Extracted records:
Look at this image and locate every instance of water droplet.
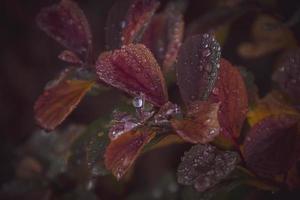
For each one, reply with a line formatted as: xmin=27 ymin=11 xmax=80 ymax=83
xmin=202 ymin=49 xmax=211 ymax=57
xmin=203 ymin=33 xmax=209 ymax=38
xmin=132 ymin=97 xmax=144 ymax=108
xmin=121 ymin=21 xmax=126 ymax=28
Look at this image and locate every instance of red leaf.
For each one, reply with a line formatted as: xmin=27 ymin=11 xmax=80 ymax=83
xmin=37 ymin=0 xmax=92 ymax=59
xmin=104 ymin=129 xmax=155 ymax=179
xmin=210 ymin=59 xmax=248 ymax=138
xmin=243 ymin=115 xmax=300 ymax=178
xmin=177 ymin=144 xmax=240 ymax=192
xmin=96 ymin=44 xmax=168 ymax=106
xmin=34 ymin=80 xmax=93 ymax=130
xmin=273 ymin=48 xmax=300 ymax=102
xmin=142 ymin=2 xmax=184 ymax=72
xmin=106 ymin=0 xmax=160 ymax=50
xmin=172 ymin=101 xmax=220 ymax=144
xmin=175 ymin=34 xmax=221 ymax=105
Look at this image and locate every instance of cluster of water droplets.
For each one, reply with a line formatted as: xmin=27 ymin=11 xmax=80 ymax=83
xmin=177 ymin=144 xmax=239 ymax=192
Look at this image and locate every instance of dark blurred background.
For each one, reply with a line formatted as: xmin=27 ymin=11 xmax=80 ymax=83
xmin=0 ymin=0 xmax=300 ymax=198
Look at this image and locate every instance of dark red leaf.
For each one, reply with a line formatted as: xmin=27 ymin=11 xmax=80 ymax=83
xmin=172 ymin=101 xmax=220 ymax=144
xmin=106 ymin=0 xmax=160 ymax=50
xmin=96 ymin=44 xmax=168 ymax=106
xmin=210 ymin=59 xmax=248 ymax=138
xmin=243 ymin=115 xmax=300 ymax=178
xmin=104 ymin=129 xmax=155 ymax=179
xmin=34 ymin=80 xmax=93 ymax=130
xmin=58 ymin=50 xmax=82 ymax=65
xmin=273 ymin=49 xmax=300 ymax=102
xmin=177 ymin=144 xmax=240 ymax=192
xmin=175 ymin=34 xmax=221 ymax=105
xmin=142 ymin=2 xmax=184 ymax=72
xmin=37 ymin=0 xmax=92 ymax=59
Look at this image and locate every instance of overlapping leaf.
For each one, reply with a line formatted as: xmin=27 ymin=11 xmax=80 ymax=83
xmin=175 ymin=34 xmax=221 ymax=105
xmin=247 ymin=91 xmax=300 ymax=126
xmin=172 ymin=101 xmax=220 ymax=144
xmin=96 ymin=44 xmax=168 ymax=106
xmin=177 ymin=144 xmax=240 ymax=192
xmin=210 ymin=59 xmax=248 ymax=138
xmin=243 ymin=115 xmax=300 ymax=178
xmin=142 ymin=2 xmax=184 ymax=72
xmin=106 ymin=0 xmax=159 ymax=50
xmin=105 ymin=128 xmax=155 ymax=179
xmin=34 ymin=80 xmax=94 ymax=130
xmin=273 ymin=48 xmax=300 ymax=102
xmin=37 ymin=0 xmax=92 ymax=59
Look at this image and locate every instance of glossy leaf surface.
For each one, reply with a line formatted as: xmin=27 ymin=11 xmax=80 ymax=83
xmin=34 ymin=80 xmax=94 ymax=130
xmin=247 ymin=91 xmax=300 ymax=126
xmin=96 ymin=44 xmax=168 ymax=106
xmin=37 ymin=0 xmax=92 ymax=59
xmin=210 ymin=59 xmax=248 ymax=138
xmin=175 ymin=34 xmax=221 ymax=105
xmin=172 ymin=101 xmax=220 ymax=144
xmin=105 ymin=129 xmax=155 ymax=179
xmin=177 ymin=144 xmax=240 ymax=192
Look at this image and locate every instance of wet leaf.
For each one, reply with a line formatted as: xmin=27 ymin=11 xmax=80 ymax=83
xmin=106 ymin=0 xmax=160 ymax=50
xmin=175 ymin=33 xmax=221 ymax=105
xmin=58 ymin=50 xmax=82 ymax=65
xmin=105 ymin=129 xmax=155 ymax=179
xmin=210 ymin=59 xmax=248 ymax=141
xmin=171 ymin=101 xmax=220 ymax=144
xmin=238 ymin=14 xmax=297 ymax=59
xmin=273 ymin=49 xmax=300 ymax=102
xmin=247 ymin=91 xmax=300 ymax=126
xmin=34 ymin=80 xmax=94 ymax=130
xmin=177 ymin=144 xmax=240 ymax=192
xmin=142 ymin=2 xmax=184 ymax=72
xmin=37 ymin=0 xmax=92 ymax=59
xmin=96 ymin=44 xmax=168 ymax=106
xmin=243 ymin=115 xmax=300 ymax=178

Given request: Rewrite all of the material above, replacing every "locate" with "mark" and changing nothing else. Leave the pictures out.

Full solution:
Look at this image and mark every instance of water droplet.
For each one, reply with a line formatted as: xmin=27 ymin=11 xmax=80 ymax=83
xmin=202 ymin=49 xmax=211 ymax=57
xmin=203 ymin=33 xmax=209 ymax=38
xmin=132 ymin=97 xmax=144 ymax=108
xmin=121 ymin=21 xmax=126 ymax=28
Look at this image and mark every instance of red leaf.
For each one, reply with a line formatted as: xmin=27 ymin=11 xmax=80 ymax=83
xmin=37 ymin=0 xmax=92 ymax=59
xmin=104 ymin=129 xmax=155 ymax=179
xmin=210 ymin=59 xmax=248 ymax=138
xmin=243 ymin=115 xmax=300 ymax=178
xmin=177 ymin=144 xmax=240 ymax=192
xmin=96 ymin=44 xmax=168 ymax=106
xmin=34 ymin=80 xmax=93 ymax=130
xmin=273 ymin=48 xmax=300 ymax=102
xmin=142 ymin=2 xmax=184 ymax=72
xmin=106 ymin=0 xmax=160 ymax=50
xmin=172 ymin=101 xmax=220 ymax=144
xmin=175 ymin=34 xmax=221 ymax=105
Look at this image and mark every instance of cluster of water droplets.
For each one, reply with a line formatted as: xmin=27 ymin=11 xmax=80 ymax=83
xmin=177 ymin=144 xmax=239 ymax=192
Look at this image and mark every instance of dark blurred background.
For each one, reply with a line formatted as: xmin=27 ymin=11 xmax=80 ymax=83
xmin=0 ymin=0 xmax=300 ymax=198
Look at this image and mark every instance of dark red leaf.
For each one, reply with a line formatted as: xmin=27 ymin=11 xmax=80 ymax=83
xmin=172 ymin=101 xmax=220 ymax=144
xmin=106 ymin=0 xmax=160 ymax=50
xmin=96 ymin=44 xmax=168 ymax=106
xmin=210 ymin=59 xmax=248 ymax=138
xmin=243 ymin=115 xmax=300 ymax=178
xmin=104 ymin=129 xmax=155 ymax=179
xmin=34 ymin=80 xmax=93 ymax=130
xmin=58 ymin=50 xmax=82 ymax=65
xmin=273 ymin=49 xmax=300 ymax=102
xmin=177 ymin=144 xmax=240 ymax=192
xmin=175 ymin=34 xmax=221 ymax=105
xmin=142 ymin=2 xmax=184 ymax=72
xmin=37 ymin=0 xmax=92 ymax=59
Look at this image and mark every instance of overlapping leaf.
For each one, reply with a line formatted as: xmin=27 ymin=11 xmax=80 ymax=83
xmin=175 ymin=34 xmax=221 ymax=105
xmin=247 ymin=91 xmax=300 ymax=126
xmin=172 ymin=101 xmax=220 ymax=144
xmin=96 ymin=44 xmax=168 ymax=106
xmin=177 ymin=144 xmax=240 ymax=192
xmin=210 ymin=59 xmax=248 ymax=138
xmin=243 ymin=115 xmax=300 ymax=178
xmin=142 ymin=2 xmax=184 ymax=72
xmin=106 ymin=0 xmax=159 ymax=50
xmin=105 ymin=128 xmax=155 ymax=179
xmin=34 ymin=80 xmax=94 ymax=130
xmin=273 ymin=48 xmax=300 ymax=102
xmin=37 ymin=0 xmax=92 ymax=59
Look at this image and mark every instance of glossy leaf surface.
For each one, reply with a line formatted as: xmin=27 ymin=11 xmax=80 ymax=83
xmin=34 ymin=80 xmax=94 ymax=130
xmin=247 ymin=91 xmax=300 ymax=126
xmin=96 ymin=44 xmax=168 ymax=106
xmin=37 ymin=0 xmax=92 ymax=59
xmin=210 ymin=59 xmax=248 ymax=138
xmin=175 ymin=34 xmax=221 ymax=105
xmin=172 ymin=101 xmax=220 ymax=144
xmin=105 ymin=129 xmax=155 ymax=179
xmin=177 ymin=144 xmax=240 ymax=192
Look at this image and mark every instance of wet leaf.
For each one, reply with a line formatted as: xmin=27 ymin=11 xmax=80 ymax=83
xmin=106 ymin=0 xmax=160 ymax=50
xmin=175 ymin=33 xmax=221 ymax=105
xmin=58 ymin=50 xmax=82 ymax=65
xmin=105 ymin=129 xmax=155 ymax=179
xmin=210 ymin=59 xmax=248 ymax=141
xmin=171 ymin=101 xmax=220 ymax=144
xmin=238 ymin=14 xmax=297 ymax=59
xmin=273 ymin=49 xmax=300 ymax=102
xmin=247 ymin=91 xmax=300 ymax=126
xmin=34 ymin=80 xmax=94 ymax=130
xmin=177 ymin=144 xmax=240 ymax=192
xmin=142 ymin=2 xmax=184 ymax=72
xmin=37 ymin=0 xmax=92 ymax=59
xmin=96 ymin=44 xmax=168 ymax=106
xmin=243 ymin=115 xmax=300 ymax=178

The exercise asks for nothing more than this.